The narrator and heroine on this occasion is Mina Saxena, the River Song-style adventurer who appeared as a secondary character in the previous adventure, The Pearl of Tharsis. This is not confirmed until the end but I do not see this as a spoiler because it will be obvious to anyone who read Pearl and will mean nothing to those who haven't.
Happily, Mina Saxena is every bit as engaging as Cadwallander, adept at providing observational dry humour and possessing a vast Victorian vocabulary. She may lack Cadwallander's prudish British gentleman moments (always a treat) but she instead offers a female perspective of the time, as well as the perspective of someone in opposition to the British Empire.
Grant continues to vary his series to ensure it does not go stale. This time, the action is set on Earth in snowy Tibet rather than in outer space as with Pearl and Angels of the Abyss. Readers can also enjoy a much higher body count than the previous two, with extras being dispatched in numerous new ways. Death by yeti! Death by space goo!

────────────────────

> **Work instruction 1**
Turn the book review's paragraph beginning "Grant continues to vary his series" into a short bulleted list that keeps its main facts.
> **Work instruction 2**
Proceed with the book review after its final sentence.
The lines after this review are not needed.

> **Data block**
────────────────────

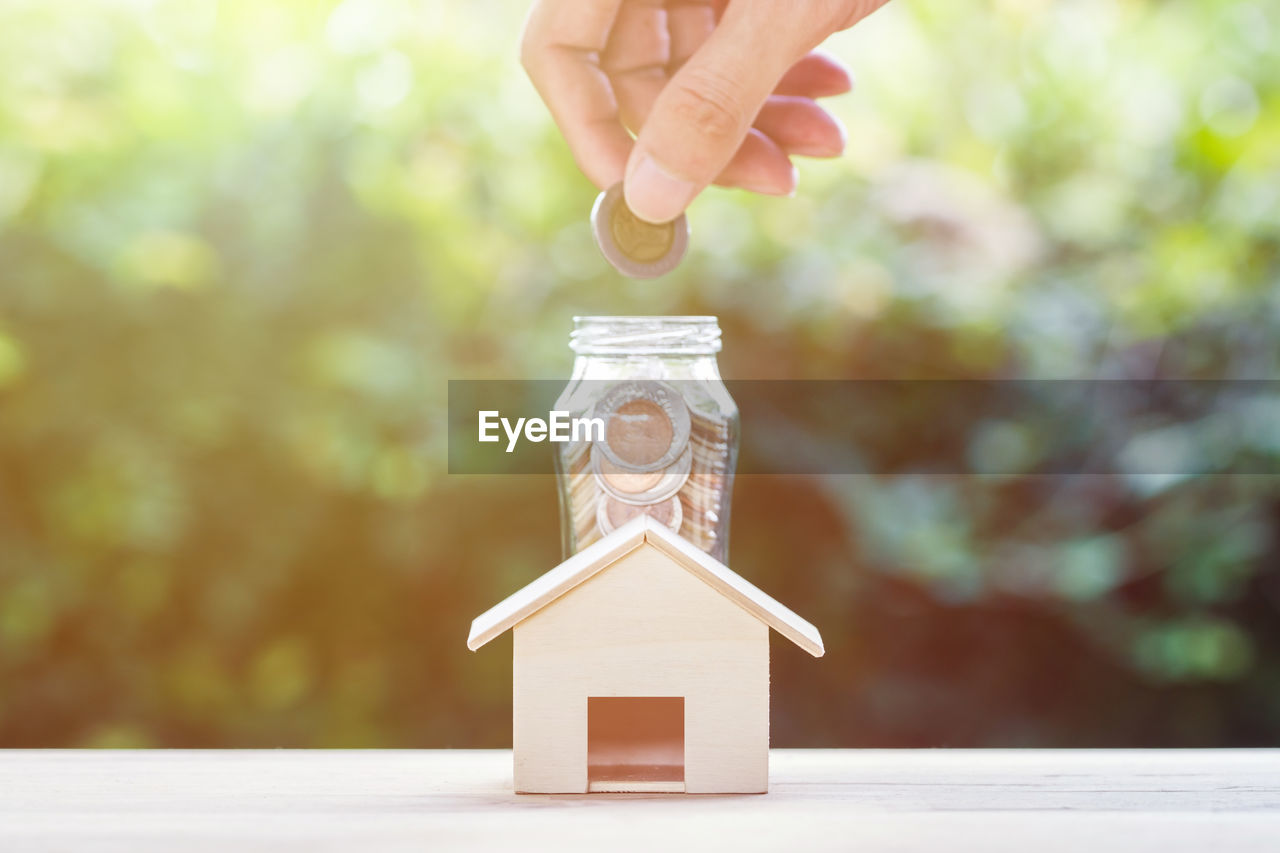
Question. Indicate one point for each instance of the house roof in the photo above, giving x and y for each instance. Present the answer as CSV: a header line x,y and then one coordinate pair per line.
x,y
600,555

────────────────────

> **Answer space 1**
- Grant keeps varying the series so that it does not go stale.
- This book is set on Earth, in snowy Tibet, instead of in outer space like Pearl and Angels of the Abyss.
- The body count is much higher than in the previous two books, with extras killed in many new ways, including by yeti and by space goo.

> **Answer space 2**
Nevertheless, the series retains its steampunks motifs. Further historical figures find their way into the story, notably Herbert Walton, a surgeon who truly did provide aid to Tibetans during the British Occupation of Tibet. Equally, there are more appearances of steampunk technology, including a sled pulled by engines instead of huskies, a giant satellite gun in orbit called the Gloriana and the iron lungs of Duke Alexei Mikhailovich. The latter is a great addition to the cast who, like Mina Saxena, proves that not all heroes are on the side of the Brits.
Fans of the previous Sedgewick Papers will not be disappointed by this third installment and, if you are new to the series, there is no better time to start.